*** Block opens ***

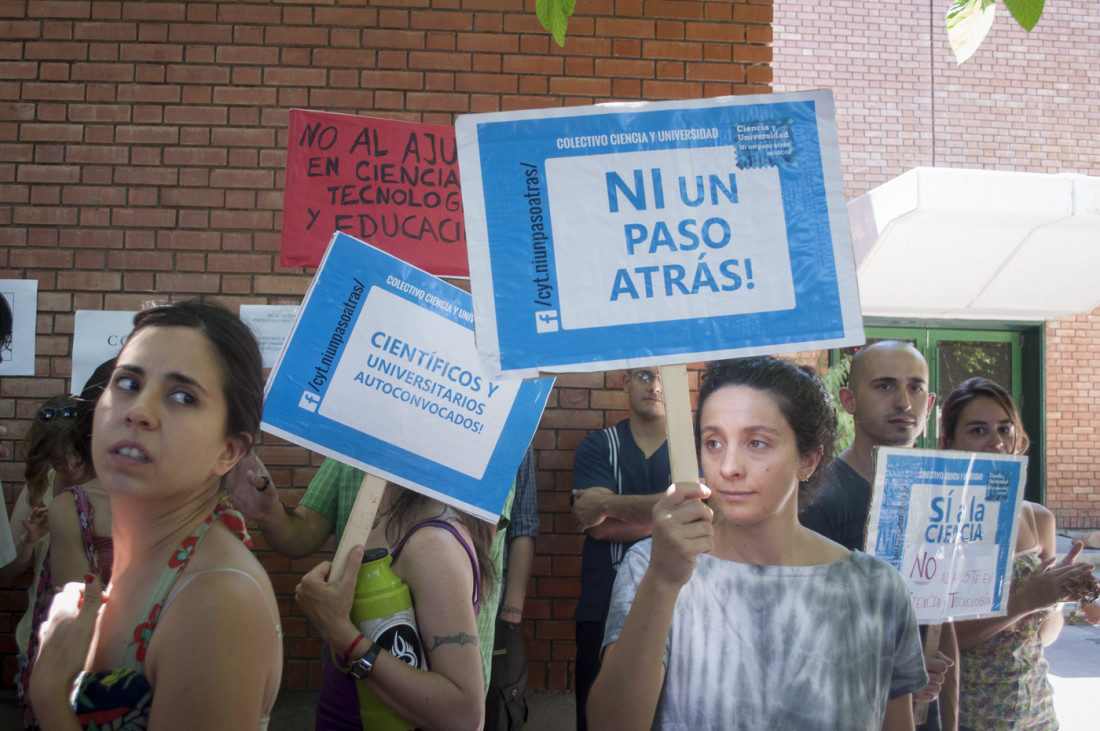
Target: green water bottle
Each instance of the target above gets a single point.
(383, 612)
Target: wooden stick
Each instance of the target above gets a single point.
(683, 460)
(931, 648)
(359, 522)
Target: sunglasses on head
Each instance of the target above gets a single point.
(47, 413)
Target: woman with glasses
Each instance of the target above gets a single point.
(187, 633)
(79, 520)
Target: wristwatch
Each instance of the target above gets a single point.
(361, 668)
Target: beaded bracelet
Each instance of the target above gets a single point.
(351, 648)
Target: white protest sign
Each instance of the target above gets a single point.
(947, 521)
(98, 335)
(271, 324)
(657, 233)
(381, 372)
(17, 354)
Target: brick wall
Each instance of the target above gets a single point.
(142, 148)
(1025, 102)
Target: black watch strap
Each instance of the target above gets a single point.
(361, 668)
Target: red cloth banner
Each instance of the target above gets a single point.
(394, 185)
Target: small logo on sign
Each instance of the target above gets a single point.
(547, 321)
(309, 401)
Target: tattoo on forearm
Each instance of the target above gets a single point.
(461, 638)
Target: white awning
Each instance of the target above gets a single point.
(978, 244)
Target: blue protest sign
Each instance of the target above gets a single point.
(657, 233)
(947, 521)
(381, 372)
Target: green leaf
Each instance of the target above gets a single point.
(968, 21)
(554, 17)
(1026, 12)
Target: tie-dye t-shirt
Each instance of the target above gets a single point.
(781, 646)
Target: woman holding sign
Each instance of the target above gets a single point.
(734, 616)
(187, 634)
(1002, 669)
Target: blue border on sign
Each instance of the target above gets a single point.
(350, 263)
(903, 471)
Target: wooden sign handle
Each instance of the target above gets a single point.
(683, 460)
(359, 522)
(931, 648)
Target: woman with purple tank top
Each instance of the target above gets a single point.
(442, 555)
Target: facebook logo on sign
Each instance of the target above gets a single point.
(309, 401)
(547, 321)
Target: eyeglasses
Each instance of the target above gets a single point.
(47, 413)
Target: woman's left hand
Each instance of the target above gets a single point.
(328, 602)
(65, 641)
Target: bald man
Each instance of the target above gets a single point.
(889, 400)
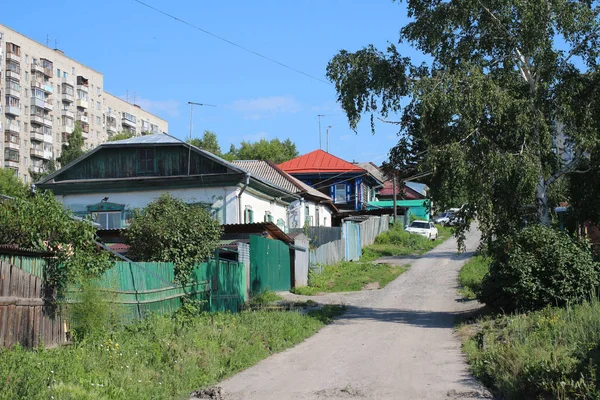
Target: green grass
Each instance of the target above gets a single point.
(553, 353)
(158, 358)
(349, 276)
(397, 242)
(471, 275)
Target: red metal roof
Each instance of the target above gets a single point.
(318, 161)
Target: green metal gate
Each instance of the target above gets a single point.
(269, 265)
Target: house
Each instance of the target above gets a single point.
(116, 177)
(349, 186)
(313, 208)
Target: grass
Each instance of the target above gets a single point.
(553, 353)
(349, 276)
(471, 276)
(397, 242)
(158, 358)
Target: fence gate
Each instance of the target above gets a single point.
(269, 265)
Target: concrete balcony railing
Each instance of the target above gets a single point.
(13, 75)
(11, 145)
(12, 111)
(13, 57)
(82, 103)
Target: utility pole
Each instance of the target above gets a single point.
(320, 115)
(192, 104)
(394, 190)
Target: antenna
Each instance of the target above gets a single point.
(192, 104)
(319, 116)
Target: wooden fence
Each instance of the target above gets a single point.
(139, 288)
(24, 317)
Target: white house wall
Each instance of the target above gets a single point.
(138, 199)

*** Block closes ***

AIM OF THE EXERCISE: Where a line of the data holds the word "fence", copy that line.

EXERCISE ANSWER:
Target: fence gate
Target: wooden fence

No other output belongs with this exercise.